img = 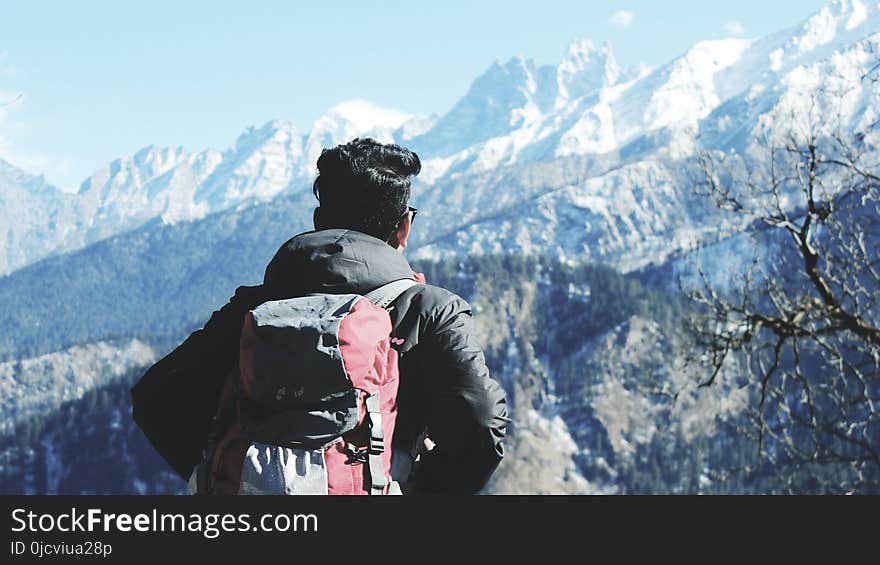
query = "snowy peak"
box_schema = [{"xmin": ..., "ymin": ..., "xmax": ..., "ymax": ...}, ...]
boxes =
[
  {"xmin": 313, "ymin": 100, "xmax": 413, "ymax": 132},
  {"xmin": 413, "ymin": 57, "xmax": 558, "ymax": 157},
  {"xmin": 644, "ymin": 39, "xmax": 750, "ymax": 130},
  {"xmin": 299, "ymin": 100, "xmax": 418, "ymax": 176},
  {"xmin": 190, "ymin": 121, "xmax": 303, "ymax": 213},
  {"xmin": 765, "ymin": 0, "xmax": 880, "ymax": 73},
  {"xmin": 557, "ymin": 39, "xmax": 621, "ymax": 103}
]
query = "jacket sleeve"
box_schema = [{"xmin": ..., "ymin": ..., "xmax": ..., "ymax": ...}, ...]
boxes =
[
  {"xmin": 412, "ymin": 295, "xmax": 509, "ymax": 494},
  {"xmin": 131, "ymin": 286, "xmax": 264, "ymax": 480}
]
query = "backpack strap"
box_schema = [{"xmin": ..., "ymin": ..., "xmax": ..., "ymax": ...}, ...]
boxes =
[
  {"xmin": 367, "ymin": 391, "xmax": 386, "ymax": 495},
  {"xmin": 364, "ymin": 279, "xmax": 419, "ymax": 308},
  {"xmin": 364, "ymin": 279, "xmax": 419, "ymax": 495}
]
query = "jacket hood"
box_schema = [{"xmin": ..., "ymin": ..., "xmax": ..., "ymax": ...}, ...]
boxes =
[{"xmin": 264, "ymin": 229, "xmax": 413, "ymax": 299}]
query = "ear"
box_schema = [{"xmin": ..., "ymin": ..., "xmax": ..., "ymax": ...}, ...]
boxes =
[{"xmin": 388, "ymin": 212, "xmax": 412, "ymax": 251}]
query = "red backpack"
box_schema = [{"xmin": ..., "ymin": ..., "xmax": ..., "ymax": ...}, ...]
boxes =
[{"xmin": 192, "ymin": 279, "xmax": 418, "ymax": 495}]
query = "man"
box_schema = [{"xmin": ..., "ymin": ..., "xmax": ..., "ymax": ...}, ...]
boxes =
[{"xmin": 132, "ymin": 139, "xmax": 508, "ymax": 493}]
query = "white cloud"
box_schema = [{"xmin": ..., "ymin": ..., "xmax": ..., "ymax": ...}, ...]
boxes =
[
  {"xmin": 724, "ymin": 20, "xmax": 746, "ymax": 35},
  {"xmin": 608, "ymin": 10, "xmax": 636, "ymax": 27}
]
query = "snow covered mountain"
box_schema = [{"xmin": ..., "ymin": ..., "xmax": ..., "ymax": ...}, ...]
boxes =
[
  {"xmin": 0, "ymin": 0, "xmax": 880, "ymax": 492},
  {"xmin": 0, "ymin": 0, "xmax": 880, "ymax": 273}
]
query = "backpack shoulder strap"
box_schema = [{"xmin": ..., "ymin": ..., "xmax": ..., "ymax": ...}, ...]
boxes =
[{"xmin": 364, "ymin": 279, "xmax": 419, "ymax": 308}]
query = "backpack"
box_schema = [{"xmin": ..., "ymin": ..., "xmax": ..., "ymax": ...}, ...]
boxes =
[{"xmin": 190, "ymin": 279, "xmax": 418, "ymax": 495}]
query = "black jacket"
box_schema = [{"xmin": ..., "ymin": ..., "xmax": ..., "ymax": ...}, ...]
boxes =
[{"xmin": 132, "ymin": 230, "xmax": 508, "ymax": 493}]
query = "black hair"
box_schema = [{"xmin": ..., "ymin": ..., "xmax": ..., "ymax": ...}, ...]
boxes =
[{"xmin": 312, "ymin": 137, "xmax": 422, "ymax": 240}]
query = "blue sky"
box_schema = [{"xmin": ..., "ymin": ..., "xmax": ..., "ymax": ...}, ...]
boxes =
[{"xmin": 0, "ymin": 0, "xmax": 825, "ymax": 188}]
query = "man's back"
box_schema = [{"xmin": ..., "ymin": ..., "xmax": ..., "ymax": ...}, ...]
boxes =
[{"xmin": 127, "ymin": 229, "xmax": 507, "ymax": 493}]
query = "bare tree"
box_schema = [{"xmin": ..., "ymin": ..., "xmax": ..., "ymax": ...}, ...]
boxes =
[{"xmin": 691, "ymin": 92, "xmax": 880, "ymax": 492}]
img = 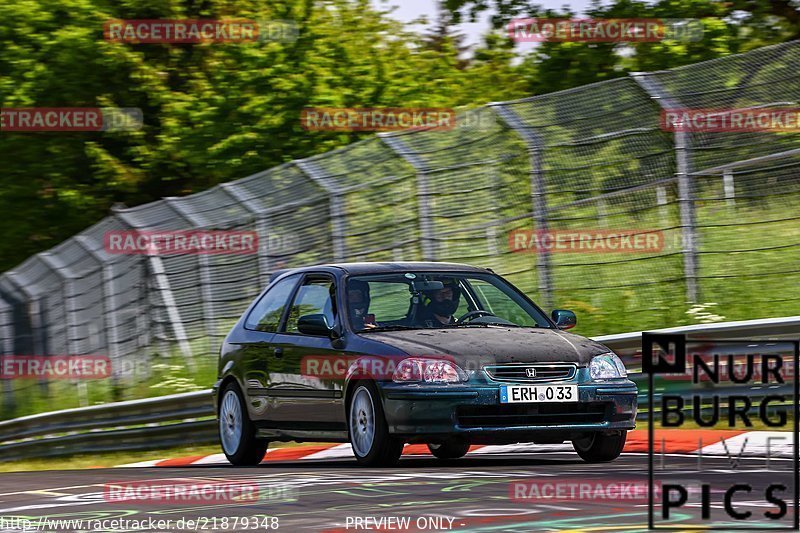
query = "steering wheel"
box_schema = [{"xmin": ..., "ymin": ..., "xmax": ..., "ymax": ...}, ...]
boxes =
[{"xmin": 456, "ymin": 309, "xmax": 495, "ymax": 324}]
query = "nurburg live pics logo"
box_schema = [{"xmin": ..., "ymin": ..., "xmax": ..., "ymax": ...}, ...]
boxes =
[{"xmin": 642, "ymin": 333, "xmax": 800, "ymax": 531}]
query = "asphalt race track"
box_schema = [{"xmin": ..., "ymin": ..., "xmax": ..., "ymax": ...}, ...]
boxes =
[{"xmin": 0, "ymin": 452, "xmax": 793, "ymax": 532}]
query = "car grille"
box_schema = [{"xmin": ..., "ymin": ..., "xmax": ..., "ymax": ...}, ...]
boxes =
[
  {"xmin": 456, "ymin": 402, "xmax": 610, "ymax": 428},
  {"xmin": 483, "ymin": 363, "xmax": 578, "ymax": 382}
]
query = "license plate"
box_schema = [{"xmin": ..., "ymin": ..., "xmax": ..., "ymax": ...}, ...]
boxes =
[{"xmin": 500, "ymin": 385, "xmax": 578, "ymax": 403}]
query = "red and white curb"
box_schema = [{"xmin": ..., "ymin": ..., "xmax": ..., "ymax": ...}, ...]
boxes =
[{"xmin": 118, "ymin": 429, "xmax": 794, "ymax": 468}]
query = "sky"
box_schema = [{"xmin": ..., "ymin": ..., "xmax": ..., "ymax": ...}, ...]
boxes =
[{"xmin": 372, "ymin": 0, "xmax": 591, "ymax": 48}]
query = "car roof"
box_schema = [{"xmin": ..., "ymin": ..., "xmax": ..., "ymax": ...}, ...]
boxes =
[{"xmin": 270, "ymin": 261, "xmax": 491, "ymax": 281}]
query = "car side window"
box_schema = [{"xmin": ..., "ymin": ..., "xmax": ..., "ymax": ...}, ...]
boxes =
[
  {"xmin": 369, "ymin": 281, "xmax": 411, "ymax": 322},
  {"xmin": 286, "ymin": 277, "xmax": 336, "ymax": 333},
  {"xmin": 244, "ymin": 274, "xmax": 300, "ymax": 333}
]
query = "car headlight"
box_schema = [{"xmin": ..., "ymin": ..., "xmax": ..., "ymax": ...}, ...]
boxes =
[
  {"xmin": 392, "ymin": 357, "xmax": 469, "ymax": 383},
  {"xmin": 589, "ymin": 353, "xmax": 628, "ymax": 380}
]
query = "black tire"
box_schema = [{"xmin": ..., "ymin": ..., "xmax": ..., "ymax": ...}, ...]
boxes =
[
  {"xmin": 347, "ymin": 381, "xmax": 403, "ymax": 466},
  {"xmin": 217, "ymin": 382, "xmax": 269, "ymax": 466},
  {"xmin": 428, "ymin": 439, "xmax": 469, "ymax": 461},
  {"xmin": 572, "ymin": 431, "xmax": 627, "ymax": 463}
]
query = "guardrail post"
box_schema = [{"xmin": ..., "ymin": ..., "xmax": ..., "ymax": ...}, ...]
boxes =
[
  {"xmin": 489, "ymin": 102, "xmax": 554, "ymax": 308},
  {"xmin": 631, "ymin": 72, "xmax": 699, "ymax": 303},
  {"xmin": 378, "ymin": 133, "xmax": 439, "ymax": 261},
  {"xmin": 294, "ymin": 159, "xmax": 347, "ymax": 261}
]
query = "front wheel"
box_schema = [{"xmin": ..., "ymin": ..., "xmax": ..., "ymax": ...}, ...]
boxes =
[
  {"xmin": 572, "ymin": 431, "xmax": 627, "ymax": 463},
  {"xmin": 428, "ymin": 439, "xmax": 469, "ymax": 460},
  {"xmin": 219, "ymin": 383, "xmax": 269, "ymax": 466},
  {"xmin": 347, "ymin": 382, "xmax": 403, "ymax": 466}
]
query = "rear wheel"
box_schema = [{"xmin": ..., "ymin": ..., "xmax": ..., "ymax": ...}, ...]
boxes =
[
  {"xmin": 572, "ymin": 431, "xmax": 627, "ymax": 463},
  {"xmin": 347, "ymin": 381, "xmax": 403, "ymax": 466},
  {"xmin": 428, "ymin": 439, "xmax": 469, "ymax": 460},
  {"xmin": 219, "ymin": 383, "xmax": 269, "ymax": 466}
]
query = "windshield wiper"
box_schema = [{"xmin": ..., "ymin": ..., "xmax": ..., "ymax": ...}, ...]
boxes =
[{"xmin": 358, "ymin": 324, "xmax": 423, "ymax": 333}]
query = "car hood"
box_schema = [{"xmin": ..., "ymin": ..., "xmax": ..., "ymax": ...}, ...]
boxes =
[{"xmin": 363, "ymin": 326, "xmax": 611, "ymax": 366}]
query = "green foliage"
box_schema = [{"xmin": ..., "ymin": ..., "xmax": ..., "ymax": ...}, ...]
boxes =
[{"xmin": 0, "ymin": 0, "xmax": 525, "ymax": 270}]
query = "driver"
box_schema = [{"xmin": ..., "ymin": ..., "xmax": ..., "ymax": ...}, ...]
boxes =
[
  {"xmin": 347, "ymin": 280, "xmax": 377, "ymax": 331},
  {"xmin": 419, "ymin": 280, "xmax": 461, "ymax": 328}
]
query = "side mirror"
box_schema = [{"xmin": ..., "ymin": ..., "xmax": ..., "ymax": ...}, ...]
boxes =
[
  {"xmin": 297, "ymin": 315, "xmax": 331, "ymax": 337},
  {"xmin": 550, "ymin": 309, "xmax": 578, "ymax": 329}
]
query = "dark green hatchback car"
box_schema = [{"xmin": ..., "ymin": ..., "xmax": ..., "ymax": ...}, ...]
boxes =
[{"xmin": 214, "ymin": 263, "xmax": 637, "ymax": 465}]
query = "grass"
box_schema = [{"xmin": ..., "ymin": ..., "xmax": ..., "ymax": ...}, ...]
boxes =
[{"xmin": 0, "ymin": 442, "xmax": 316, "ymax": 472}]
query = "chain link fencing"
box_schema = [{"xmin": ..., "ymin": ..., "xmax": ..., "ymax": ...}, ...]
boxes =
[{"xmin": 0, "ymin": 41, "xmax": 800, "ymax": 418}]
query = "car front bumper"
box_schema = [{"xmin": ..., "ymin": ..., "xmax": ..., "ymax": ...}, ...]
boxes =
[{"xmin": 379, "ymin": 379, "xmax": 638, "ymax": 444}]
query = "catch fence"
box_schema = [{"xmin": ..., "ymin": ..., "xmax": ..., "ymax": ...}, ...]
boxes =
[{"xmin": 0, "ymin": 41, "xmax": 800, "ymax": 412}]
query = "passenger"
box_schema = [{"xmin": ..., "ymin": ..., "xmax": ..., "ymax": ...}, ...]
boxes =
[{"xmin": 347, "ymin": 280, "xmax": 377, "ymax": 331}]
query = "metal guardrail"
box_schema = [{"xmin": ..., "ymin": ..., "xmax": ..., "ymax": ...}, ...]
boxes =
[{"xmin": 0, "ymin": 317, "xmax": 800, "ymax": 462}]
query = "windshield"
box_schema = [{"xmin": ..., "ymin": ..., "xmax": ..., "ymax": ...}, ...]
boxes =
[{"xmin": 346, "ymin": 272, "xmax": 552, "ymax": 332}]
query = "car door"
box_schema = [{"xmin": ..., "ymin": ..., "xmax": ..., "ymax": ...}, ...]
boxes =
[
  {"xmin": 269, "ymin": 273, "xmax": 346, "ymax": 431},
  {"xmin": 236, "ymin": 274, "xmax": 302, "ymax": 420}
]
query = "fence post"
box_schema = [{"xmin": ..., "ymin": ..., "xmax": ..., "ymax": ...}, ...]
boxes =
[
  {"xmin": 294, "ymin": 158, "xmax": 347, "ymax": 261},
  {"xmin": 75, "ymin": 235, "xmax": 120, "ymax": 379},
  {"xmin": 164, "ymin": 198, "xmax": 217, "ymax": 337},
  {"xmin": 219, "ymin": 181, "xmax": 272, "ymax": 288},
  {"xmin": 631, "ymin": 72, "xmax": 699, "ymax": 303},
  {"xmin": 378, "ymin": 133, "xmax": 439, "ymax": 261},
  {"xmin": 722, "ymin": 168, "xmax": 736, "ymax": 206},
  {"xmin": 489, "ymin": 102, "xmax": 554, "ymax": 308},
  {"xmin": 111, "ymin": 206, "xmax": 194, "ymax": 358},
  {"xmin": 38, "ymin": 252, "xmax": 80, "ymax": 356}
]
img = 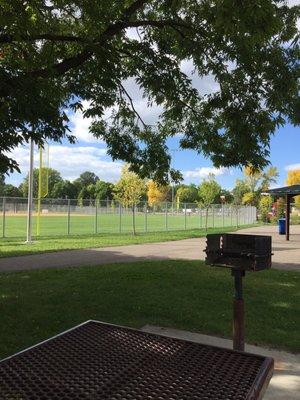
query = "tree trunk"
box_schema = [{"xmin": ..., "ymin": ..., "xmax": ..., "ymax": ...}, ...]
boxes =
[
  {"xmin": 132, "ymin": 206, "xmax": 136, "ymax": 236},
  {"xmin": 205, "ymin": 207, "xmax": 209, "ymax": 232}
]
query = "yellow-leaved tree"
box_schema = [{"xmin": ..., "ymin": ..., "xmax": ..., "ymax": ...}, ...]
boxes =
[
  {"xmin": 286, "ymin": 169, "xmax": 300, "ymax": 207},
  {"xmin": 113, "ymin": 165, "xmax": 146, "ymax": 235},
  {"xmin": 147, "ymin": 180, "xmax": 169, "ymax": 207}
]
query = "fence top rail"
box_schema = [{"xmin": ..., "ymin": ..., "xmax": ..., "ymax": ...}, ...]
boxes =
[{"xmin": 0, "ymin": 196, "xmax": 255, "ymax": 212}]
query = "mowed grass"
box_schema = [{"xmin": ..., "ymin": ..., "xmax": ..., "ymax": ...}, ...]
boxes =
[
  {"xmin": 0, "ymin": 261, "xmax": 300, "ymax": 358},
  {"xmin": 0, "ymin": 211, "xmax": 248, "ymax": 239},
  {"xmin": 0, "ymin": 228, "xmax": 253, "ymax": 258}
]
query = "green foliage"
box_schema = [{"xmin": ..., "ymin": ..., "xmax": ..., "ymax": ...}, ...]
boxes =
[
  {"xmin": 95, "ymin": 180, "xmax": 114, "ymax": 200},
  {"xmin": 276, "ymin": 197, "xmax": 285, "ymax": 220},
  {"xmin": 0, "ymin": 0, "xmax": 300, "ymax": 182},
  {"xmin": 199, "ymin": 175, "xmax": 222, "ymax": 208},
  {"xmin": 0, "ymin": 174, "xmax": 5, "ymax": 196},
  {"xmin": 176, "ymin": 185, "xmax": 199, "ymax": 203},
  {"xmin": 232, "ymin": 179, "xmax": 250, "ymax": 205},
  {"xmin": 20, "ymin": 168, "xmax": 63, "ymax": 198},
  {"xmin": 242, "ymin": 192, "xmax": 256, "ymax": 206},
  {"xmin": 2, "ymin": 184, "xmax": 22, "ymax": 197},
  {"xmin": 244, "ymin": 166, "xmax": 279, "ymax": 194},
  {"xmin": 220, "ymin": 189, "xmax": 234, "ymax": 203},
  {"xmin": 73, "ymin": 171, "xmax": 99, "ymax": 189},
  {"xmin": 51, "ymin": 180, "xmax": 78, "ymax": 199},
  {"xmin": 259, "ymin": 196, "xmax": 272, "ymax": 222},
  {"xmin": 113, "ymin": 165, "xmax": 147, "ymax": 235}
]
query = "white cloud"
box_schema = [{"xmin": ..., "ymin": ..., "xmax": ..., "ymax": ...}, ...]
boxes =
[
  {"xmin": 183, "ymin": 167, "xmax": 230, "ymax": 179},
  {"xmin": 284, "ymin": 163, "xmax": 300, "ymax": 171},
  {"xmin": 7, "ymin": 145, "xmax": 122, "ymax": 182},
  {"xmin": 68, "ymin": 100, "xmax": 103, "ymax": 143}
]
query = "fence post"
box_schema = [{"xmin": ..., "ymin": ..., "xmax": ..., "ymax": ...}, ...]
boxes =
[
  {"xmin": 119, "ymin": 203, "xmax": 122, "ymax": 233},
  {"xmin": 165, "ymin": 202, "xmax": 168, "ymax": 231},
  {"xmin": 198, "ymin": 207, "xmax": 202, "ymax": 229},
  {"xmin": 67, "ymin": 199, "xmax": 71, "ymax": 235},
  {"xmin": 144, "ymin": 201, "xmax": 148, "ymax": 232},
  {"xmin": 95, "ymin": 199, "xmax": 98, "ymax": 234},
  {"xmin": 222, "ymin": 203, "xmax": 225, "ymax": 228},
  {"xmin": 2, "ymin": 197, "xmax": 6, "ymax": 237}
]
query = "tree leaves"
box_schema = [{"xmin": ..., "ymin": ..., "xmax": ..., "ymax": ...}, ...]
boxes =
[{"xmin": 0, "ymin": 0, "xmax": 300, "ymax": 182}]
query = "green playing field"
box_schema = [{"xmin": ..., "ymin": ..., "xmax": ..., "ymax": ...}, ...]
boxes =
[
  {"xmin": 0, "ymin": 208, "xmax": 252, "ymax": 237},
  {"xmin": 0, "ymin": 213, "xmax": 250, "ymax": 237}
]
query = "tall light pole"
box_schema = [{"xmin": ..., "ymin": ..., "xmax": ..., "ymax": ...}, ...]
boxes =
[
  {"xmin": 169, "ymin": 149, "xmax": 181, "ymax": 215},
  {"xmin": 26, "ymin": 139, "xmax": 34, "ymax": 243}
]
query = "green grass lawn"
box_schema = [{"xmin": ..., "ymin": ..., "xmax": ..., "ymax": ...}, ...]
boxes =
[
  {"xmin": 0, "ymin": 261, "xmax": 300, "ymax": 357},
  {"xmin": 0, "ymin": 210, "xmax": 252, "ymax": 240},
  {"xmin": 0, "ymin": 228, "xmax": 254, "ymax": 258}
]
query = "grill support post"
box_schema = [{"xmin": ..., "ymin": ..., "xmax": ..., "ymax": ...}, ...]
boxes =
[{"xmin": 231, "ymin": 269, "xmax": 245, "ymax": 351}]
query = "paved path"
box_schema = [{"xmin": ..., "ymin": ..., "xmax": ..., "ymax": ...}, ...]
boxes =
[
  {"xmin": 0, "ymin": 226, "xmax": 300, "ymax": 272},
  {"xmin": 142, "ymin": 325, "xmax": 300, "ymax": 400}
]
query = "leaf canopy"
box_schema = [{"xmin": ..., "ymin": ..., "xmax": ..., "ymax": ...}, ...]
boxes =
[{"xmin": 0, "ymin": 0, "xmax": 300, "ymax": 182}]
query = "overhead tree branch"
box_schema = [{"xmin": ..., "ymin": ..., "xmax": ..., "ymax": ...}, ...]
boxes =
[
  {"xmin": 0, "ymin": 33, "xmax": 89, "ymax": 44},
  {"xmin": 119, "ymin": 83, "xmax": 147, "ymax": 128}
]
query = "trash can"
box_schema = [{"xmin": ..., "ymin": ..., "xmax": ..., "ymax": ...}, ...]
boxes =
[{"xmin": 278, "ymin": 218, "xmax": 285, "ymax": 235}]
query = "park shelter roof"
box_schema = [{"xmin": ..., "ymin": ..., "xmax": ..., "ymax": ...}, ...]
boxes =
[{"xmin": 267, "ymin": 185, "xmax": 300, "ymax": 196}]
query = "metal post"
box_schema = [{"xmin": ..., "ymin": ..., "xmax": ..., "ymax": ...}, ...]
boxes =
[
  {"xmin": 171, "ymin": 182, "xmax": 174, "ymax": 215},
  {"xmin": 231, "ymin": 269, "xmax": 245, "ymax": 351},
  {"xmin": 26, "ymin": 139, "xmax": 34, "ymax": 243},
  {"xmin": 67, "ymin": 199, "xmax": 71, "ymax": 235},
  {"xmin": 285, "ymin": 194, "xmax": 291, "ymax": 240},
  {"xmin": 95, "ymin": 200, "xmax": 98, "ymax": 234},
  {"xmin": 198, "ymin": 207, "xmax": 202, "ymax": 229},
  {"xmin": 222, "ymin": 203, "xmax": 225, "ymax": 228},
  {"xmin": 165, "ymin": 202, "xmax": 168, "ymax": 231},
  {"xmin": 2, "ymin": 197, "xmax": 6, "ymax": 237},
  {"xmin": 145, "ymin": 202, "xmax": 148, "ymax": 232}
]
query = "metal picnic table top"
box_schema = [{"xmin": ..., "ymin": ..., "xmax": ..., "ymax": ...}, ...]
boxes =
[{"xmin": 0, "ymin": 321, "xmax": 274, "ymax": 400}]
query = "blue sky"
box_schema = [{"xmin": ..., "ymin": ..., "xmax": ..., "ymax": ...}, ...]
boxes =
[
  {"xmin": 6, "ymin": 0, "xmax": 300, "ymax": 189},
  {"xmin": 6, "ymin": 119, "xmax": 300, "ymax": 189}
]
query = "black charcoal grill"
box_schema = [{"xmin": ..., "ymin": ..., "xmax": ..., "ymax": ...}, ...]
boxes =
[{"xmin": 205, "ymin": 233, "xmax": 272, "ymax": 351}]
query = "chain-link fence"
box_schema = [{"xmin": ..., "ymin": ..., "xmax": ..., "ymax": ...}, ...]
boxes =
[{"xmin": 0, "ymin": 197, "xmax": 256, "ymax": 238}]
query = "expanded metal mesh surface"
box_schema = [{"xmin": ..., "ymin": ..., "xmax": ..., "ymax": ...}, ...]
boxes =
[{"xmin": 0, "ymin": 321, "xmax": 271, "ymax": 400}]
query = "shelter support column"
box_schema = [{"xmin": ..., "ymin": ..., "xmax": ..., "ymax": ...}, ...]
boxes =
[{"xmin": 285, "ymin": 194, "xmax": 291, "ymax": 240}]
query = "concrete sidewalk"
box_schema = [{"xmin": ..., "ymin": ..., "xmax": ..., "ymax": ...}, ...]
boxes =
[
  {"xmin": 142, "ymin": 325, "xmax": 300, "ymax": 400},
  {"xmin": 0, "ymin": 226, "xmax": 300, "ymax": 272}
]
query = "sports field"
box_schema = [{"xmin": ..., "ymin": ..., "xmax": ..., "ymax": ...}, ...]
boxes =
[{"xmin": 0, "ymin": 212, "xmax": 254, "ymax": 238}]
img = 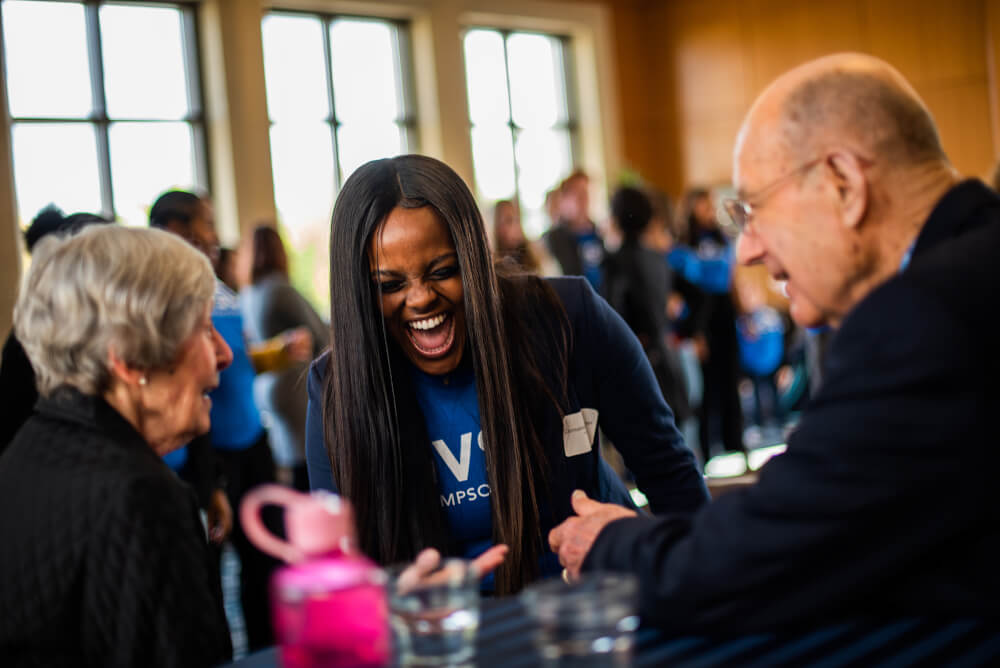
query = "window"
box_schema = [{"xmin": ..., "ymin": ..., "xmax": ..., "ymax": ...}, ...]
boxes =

■ ■ ■ ■ ■ ■ ■

*Task to complete*: Report how many lines in the entries above contain the word "guardrail". Give only the number.

*Answer to the problem*: 2